■ ASSIGNMENT ■
An exact copy of the entries below is required, with all pictures removed.

─── DATASET EXTRACT

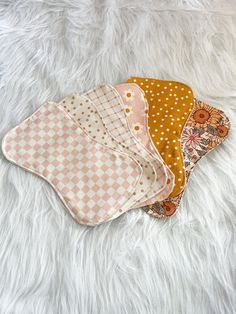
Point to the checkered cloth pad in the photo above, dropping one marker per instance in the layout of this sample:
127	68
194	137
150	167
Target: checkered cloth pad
89	178
84	113
111	109
136	111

──────

■ ANSWER SECTION ■
Point to the checkered cloth pad in the photo above, dropping one marker per instance in the layout of this sample:
127	68
194	137
150	167
Target: checkered cloth pad
89	178
84	113
111	109
136	111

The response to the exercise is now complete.